**Texto del documento**
Llevo tres meses sin entender por qué los maestros decidieron conspirar contra nosotros los padres. Estoy convencido de que en algún punto de la historia, las tareas dejaron de ser para los niños. Quizás fue una maestra de primero de primaria, agotada, en la antigua Grecia, por allá en el siglo quinto, quien en una reunión secreta y de forma premeditada se le ocurrió que éramos nosotros quienes teníamos que hacernos cargo de orientar a nuestros hijos durante tan sagrada actividad educativa y no ellos, los sabios educadores.
—Hagamos que los padres lo hagan —imagino a aquella pedagoga protohistórica susurrando, con un tono de voz despiadado.
—Total, son sus hijos, que ellos sufran lo que nosotros aquí —añadiría otra, imagino, para apoyar lo dicho previamente por su semejante.
O tal vez fue en Babilonia, un par de siglos antes, cuando una pseudo docente tenía que ir a rezarle a Marduk y con cierta prisa tuvo esa brillante idea; o quizá no fue hace mucho tiempo atrás, sino que se trató de un plan creado de manera malsana por algún erudito en la época de Carlomagno, o de pronto fue en Prusia, hace unos pocos años atrás.
Lo cierto es que, sea cual fuere el origen, no ha existido, ni existirá, castigo más grande para los padres que esa infame acción de gastar horas y horas de un tiempo que hoy no tenemos para hacer las benditas tareas.
Las tareas para la casa —estoy convencido—, no existían al inicio de la educación tal y como la conocemos. Los niños iban a la escuela a aprender lo que no aprendían en casa, o para obtener aquel conocimiento que no podían recibir por parte de sus progenitores o tutores porque estos no tenían las herramientas que los profesionales de la educación sí tienen.

**Datos mostrados**
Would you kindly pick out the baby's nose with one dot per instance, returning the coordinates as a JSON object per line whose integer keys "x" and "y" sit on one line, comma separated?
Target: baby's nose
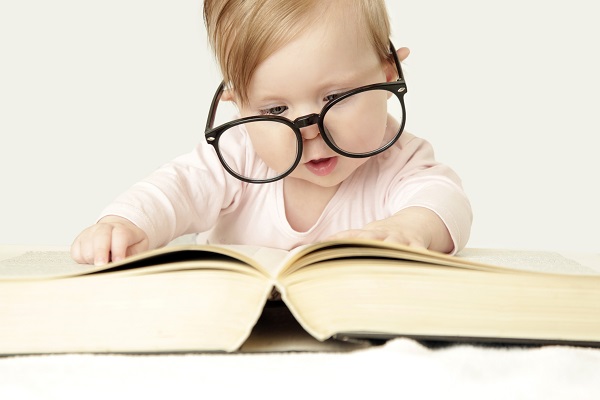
{"x": 308, "y": 125}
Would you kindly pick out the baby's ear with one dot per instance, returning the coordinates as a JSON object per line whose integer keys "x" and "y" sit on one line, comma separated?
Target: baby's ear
{"x": 228, "y": 95}
{"x": 403, "y": 53}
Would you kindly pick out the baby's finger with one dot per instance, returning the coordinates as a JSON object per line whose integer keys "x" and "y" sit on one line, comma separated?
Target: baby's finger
{"x": 122, "y": 239}
{"x": 101, "y": 244}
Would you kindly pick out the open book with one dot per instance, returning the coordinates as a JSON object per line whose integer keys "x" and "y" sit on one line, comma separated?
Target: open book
{"x": 209, "y": 298}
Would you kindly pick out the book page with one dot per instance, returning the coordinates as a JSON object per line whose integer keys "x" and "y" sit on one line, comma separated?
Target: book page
{"x": 39, "y": 262}
{"x": 538, "y": 261}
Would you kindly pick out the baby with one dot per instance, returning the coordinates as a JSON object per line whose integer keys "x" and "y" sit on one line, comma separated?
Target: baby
{"x": 317, "y": 151}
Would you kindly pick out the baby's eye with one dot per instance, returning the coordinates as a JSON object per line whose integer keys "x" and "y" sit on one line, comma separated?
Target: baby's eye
{"x": 331, "y": 97}
{"x": 277, "y": 110}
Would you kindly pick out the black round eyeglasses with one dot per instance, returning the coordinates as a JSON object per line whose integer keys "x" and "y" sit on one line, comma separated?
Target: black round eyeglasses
{"x": 355, "y": 124}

**Ejercicios**
- 1) Según el texto sobre las tareas escolares, ¿a qué dios tenía que ir a rezarle la pseudo docente de Babilonia?
- 2) Copia otra vez el fragmento del texto sobre las tareas escolares que abre con las palabras "O tal vez fue" y cierra con "las benditas tareas.", sustituyendo "Prusia" por "Austria".
Las entradas son un material aparte, independiente del texto.

**Resultados por tarea**
- 1) A Marduk.

- 2)
O tal vez fue en Babilonia, un par de siglos antes, cuando una pseudo docente tenía que ir a rezarle a Marduk y con cierta prisa tuvo esa brillante idea; o quizá no fue hace mucho tiempo atrás, sino que se trató de un plan creado de manera malsana por algún erudito en la época de Carlomagno, o de pronto fue en Austria, hace unos pocos años atrás.
Lo cierto es que, sea cual fuere el origen, no ha existido, ni existirá, castigo más grande para los padres que esa infame acción de gastar horas y horas de un tiempo que hoy no tenemos para hacer las benditas tareas.